The "Day of Seven Billion" was targeted by the United States Census Bureau to be in March 2012, while the Population Division of the United Nations suggested 31 October 2011, and the latter date was officially designated by the United Nations Population Fund (UNFPA) as the approximate day on which the world's population reached seven billion people. United Nations Secretary General Ban Ki-moon spoke at the United Nations building in New York City on this milestone in the size of world population, and promoted the website 7 Billion Actions. Ban Ki-moon did not choose a symbolic seven billionth baby, but several groups proposed candidates: Nargis Kumar of Uttar Pradesh, India, Danica May Camacho of Manila, Philippines and Wattalage Muthumai of Colombo, Sri Lanka.

* _Exercise description_
Pick up the passage on the world population reaching seven billion after its final sentence and extend it. The lines that come next are drawn from a separate source and are unrelated to the population passage.

* _Recorded data_
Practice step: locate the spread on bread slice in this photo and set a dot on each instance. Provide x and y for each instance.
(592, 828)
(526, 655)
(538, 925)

* _Expected answer_
===Eight billion===

The "Day of Eight Billion" was targeted by the United Nations Department of Economic and Social Affairs, Population Division to be on 15 November 2022. Among babies born that day who were symbolically named as the world's eight billionth by various government agencies were: Vinice Mabansag (Tondo, Manila, Philippines); Damián Ferrera (Santo Domingo, Dominican Republic); Arpi Kocharyan (Tsovinar, Armenia) and the baby girl of Philomena Digbey (Accra, Ghana).

===Future===

The United Nations Population Fund predicts that the global population will reach 9 billion in 2037 and 10 billion in 2058.

==National and regional population==

National or subnational governments have sometimes made similar designations based on the date estimated by a demographic agency. Some national milestones relate to citizens rather than residents. Commentators in countries with high immigration have pointed out that a population milestone may be reached by an immigrant rather than natural increase.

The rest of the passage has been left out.